Update the text on special purpose vehicles, starting at "In this case" and ending at "of the project.", and write out that section with "checkpoints" replaced by "checks".

== SOURCE DOCUMENT ==

SPV (Special Purpose Vehicle) – is a company that is created with the special reason to fulfill some function. The main purpose of SPV is to mitigate risks that might arise from the activities performed by the SPV (read our article about how your investment is secured). This company usually receives funding from the platform, and it is related to the platform and using received money for performing the specified activities, be it development works or some acquisition or operations of property.
In this case most important checkpoints would be:
- Make sure SPV is related to the platform, because otherwise it’s not an SPV, it’s just another not related company
- Same or crossing management – is a sign of relation of one to another
- SPVs are usually created for acquiring or developing properties – check that acquired property or business belongs to this SPV and relevant registries have the mark about it.
- Check collateral (read chapter about Collaterals above)
The million dollar question: Is one bad LO/SPV enough for the platform to go down?
Amount of LOs is usually limited and that’s the reason why there is normally a lot more money being given to one LO than to one SPV, which is usually limited by the size of the project.

===
== STORED DATA ==

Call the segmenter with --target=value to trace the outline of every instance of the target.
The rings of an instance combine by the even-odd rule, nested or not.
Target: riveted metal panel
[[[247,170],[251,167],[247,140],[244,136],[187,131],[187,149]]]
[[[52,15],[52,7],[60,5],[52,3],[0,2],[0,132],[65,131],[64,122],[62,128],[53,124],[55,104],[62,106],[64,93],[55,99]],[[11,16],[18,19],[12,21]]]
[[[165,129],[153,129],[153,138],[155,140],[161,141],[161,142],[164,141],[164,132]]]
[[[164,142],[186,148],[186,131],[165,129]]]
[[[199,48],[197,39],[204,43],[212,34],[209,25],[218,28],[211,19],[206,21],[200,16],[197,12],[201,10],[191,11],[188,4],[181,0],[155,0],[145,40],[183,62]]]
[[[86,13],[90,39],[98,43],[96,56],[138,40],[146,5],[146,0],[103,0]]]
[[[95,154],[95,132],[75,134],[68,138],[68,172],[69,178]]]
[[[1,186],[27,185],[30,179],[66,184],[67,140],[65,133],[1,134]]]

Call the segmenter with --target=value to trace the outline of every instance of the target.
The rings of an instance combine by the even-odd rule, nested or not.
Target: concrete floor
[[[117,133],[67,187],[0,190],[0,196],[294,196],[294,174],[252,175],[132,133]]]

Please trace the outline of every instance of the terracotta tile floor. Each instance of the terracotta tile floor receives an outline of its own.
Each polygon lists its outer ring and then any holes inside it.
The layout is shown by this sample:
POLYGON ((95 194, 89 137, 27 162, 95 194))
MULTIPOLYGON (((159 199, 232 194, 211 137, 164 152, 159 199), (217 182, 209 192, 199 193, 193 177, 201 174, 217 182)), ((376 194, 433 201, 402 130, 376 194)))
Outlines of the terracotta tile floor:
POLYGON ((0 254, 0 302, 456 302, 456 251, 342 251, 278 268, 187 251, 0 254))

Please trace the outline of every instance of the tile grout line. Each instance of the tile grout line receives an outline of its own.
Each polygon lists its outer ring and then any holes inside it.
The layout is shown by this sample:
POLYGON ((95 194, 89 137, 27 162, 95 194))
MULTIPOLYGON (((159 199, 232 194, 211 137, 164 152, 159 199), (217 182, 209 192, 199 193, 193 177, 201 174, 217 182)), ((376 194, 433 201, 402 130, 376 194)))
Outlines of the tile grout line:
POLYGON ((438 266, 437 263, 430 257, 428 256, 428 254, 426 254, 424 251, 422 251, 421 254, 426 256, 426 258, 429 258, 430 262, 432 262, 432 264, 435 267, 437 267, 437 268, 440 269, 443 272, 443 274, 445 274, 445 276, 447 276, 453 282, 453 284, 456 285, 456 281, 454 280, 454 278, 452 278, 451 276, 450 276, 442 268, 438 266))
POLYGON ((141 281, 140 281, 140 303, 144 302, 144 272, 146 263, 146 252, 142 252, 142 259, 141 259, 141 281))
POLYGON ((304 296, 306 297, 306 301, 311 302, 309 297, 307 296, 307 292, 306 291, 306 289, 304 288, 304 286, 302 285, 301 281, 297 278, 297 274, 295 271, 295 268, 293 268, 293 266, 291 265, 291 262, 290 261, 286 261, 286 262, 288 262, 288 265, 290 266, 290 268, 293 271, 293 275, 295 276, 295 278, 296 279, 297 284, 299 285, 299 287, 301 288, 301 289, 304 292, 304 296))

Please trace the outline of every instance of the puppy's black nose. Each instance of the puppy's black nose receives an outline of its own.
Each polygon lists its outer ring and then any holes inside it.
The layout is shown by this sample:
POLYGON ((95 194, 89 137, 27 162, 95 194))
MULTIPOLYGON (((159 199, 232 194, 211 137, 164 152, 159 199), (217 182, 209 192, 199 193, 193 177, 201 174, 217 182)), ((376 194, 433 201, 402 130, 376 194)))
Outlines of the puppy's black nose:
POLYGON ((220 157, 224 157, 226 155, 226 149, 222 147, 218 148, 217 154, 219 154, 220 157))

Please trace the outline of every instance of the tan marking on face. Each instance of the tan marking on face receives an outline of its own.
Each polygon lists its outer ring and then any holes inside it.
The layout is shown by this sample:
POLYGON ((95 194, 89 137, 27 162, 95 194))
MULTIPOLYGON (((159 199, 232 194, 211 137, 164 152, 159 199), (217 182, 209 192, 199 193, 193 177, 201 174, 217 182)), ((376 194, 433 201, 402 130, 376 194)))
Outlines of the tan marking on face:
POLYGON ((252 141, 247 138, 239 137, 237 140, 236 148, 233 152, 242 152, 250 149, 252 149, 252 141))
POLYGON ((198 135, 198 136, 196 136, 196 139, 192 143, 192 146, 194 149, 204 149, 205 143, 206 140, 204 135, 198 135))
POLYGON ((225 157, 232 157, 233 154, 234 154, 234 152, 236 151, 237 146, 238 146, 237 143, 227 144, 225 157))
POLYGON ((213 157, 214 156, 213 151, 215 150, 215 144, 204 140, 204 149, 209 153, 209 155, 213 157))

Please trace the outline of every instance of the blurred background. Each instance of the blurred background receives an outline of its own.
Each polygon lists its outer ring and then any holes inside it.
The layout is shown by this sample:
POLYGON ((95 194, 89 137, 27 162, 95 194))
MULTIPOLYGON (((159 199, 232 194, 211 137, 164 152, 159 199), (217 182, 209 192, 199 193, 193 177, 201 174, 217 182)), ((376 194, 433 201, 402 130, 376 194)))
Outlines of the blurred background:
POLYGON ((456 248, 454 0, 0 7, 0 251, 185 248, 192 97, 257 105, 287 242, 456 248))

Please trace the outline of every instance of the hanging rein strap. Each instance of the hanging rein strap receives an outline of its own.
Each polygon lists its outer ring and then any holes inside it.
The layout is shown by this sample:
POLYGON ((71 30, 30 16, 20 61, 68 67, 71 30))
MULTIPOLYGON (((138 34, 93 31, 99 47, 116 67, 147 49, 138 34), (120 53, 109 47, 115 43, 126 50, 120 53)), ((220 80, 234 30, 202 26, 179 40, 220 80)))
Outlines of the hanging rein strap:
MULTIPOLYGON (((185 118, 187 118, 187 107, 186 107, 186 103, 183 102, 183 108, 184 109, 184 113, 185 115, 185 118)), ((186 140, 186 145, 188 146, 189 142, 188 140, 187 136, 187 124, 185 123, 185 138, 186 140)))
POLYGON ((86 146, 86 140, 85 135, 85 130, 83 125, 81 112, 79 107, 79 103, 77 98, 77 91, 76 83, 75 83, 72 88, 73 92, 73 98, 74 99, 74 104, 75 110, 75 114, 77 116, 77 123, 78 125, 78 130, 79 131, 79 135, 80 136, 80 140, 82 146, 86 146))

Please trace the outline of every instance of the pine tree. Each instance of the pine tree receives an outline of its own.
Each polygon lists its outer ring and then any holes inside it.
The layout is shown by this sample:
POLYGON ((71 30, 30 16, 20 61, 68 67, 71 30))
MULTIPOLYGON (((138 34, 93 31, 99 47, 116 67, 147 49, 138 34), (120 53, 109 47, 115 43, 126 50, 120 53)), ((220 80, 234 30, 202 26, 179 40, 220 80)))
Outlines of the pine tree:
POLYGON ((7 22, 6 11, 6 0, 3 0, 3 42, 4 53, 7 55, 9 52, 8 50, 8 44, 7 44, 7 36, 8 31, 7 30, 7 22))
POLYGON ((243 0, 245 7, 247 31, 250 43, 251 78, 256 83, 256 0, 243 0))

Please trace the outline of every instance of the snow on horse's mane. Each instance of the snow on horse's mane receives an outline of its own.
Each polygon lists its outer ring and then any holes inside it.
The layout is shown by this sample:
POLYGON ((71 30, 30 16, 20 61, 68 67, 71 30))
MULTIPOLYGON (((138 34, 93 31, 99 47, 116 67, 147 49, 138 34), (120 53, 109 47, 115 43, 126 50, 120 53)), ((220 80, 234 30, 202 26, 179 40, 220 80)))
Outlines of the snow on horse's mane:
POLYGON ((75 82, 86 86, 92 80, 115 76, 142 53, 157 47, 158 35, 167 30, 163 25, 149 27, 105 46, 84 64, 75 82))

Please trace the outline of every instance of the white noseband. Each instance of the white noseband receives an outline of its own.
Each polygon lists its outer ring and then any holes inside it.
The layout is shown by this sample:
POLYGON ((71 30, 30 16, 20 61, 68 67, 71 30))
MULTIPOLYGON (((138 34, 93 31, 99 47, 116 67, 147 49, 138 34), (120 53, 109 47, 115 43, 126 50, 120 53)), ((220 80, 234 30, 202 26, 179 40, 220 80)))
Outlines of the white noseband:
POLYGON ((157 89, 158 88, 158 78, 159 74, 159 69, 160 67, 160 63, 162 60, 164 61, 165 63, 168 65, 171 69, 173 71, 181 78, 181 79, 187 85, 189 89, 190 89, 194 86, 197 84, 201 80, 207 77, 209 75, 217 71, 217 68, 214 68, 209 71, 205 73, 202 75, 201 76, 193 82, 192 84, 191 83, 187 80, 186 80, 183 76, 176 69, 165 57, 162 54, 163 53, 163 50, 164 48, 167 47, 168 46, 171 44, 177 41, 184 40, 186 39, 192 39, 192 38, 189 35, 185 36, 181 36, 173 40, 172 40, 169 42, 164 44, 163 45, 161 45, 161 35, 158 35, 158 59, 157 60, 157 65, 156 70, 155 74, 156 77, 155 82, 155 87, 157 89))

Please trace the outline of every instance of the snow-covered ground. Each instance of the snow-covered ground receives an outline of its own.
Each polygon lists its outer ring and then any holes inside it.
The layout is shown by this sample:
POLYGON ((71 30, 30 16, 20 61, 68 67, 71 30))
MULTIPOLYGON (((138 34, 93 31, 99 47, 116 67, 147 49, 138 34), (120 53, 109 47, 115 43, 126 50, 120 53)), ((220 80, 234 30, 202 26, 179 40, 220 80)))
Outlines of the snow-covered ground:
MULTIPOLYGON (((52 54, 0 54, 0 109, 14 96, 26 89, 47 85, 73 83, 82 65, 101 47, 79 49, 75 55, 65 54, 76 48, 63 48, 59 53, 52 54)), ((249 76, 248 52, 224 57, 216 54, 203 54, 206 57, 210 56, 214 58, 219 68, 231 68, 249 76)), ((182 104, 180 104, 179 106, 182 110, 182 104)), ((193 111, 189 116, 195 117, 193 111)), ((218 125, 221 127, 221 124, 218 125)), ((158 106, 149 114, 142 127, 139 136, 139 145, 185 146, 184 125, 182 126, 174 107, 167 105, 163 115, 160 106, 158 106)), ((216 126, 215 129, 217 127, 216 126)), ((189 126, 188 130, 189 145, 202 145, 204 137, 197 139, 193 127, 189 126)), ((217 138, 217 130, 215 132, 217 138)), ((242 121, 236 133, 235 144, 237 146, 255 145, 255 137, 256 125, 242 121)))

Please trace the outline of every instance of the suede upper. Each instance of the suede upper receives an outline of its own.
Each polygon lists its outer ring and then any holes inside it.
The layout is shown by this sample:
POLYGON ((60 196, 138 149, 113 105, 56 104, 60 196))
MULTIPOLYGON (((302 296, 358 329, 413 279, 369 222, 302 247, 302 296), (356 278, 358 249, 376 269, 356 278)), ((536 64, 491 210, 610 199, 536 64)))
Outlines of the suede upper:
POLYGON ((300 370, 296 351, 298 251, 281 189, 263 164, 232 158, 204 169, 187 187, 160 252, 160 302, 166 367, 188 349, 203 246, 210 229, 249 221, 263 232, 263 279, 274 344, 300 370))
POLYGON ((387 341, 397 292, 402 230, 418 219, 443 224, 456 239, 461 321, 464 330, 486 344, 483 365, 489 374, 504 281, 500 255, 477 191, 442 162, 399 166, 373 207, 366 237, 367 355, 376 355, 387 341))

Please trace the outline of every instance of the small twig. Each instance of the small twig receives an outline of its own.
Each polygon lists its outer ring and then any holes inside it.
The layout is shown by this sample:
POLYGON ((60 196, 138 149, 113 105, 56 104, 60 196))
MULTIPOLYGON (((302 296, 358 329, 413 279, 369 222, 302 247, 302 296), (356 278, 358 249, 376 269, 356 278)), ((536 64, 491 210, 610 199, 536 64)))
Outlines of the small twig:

===

» **ANSWER BOX**:
In this case most important checks would be:
- Make sure SPV is related to the platform, because otherwise it’s not an SPV, it’s just another not related company
- Same or crossing management – is a sign of relation of one to another
- SPVs are usually created for acquiring or developing properties – check that acquired property or business belongs to this SPV and relevant registries have the mark about it.
- Check collateral (read chapter about Collaterals above)
The million dollar question: Is one bad LO/SPV enough for the platform to go down?
Amount of LOs is usually limited and that’s the reason why there is normally a lot more money being given to one LO than to one SPV, which is usually limited by the size of the project.